■ Task inputs
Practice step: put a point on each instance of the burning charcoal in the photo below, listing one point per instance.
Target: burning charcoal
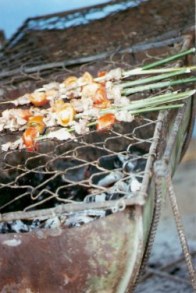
(128, 166)
(95, 213)
(95, 198)
(77, 220)
(120, 186)
(135, 185)
(110, 179)
(4, 228)
(52, 223)
(18, 226)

■ What is expected
An exact, image-free transcript of the material is required.

■ Answer for the task
Practice step: put a point on each instance of the burning charcoal in the photo below, listing one point per instance.
Target: burning charcoal
(128, 166)
(95, 213)
(95, 198)
(77, 220)
(120, 186)
(135, 185)
(110, 179)
(4, 228)
(52, 223)
(18, 226)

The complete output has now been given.